The first thing to do about stress is get rid of the word ‘stress’.
Because the moment you use that word you are going to develop the
illusion that an unfair, malign world is overloading you with problems that are driving you crazy. Thinking about your problem in this way will usually create passivity, hopelessness, procrastination and cynicism. It will also make you ill.
When Dr Hans Selye (the uninentional founder of the Stress Industry) first came up with the word ‘Stress’, he wasn’t referring to the cause but the illness. Stress, for Selye, meant the exhausted, aching, virus-ridden, sleepless, anxious, depressed state his patients had ended up in. He didn’t say they had been worn out by problems. Instead, he argued that they had failed to adapt to problems. And then they got worn out.
I was looking at a very good blog by Dr Ellen Weber on this very subject here. For Ellen linguistic intelligence (i.e. using words carefully) opens up options, choices and decisions. But linguistic dumbness leads straight to powerlessness.
For example, contrast this statement:
‘Things are so bad at work right now that I am heading for a breakdown’.
with this one:
I have way too much work to do and I’m going to need all the support I can get with that.
The first statement refers to ‘bad’ forces that cause nervous breakdowns. The second describes the challenge and the resources required to deal with it. Assuming linguistic dumbness isn’t holding things up the person will soon be talking to people who can help.
━━━━━━
◆ EXERCISE BRIEF: Write out the stretch of the passage on stress from "For example, contrast" through "get with that.", word for word.

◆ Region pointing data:
━━━━━━
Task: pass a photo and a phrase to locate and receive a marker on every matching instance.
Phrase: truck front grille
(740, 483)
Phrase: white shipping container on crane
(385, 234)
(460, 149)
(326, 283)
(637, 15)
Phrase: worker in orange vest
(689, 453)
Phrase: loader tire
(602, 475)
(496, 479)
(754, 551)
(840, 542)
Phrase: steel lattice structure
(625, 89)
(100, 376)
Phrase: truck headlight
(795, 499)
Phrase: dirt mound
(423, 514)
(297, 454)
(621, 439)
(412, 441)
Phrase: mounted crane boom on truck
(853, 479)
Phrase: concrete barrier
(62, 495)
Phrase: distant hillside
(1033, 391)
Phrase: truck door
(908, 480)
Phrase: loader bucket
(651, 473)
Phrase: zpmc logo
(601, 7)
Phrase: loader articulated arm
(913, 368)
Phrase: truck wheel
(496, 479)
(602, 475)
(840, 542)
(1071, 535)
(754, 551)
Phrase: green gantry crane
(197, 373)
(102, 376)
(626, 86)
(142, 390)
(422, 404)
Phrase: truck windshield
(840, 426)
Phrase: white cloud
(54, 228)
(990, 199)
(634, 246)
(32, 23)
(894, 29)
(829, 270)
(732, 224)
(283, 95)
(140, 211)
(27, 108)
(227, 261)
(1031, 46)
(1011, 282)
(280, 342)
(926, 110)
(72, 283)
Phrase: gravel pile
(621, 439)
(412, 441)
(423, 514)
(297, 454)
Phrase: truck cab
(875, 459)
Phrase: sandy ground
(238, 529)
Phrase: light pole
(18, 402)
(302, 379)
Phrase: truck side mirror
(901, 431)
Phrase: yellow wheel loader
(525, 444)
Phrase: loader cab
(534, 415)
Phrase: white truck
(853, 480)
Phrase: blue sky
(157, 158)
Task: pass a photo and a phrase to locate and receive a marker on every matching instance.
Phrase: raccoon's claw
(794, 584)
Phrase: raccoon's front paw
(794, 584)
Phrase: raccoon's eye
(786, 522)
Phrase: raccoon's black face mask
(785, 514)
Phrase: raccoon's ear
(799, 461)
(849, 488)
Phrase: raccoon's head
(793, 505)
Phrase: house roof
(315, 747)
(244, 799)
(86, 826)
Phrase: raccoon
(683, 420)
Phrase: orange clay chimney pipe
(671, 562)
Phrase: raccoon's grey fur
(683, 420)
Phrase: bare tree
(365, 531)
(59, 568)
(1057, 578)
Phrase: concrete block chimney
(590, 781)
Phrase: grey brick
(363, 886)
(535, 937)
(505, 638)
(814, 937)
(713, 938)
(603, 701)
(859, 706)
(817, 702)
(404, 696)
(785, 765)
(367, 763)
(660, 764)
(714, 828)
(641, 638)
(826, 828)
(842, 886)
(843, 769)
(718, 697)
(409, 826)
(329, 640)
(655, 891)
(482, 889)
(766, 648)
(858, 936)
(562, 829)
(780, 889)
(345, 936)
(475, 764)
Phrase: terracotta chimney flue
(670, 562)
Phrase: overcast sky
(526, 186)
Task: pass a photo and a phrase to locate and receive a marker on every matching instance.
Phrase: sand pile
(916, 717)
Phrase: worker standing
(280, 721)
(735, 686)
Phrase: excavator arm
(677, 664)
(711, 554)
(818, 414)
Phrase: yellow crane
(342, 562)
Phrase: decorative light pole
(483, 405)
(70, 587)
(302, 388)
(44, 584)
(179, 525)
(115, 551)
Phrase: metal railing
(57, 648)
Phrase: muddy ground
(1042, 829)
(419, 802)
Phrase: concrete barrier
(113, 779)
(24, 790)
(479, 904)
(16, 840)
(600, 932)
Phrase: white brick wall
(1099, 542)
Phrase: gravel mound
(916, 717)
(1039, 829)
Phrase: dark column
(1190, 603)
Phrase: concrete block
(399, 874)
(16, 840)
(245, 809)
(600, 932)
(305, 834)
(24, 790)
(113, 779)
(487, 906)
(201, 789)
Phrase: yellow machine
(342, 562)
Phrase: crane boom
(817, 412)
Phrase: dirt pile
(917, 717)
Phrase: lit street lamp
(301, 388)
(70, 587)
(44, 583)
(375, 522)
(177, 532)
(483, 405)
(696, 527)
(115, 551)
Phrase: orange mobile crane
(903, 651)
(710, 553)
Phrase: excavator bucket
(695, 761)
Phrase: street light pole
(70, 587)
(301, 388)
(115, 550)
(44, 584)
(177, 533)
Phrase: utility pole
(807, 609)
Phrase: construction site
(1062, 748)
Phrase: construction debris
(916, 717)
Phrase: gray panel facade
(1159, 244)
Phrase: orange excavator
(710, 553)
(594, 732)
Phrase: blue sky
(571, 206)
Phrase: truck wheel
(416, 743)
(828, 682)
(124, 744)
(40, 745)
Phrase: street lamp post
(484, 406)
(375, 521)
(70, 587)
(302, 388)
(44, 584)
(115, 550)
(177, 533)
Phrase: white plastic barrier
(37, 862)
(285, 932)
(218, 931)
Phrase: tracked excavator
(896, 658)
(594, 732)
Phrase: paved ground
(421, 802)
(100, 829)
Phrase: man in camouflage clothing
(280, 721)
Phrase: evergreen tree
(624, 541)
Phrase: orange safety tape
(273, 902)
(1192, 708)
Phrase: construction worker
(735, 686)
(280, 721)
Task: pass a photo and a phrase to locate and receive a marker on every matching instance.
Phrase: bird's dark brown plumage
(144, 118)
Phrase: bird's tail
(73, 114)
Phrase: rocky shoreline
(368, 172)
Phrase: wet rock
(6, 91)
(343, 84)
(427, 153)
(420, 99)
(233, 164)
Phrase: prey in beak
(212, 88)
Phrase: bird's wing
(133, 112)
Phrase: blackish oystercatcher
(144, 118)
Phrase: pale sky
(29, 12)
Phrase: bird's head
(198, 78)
━━━━━━
◆ RESPONSE:
For example, contrast this statement:
‘Things are so bad at work right now that I am heading for a breakdown’.
with this one:
I have way too much work to do and I’m going to need all the support I can get with that.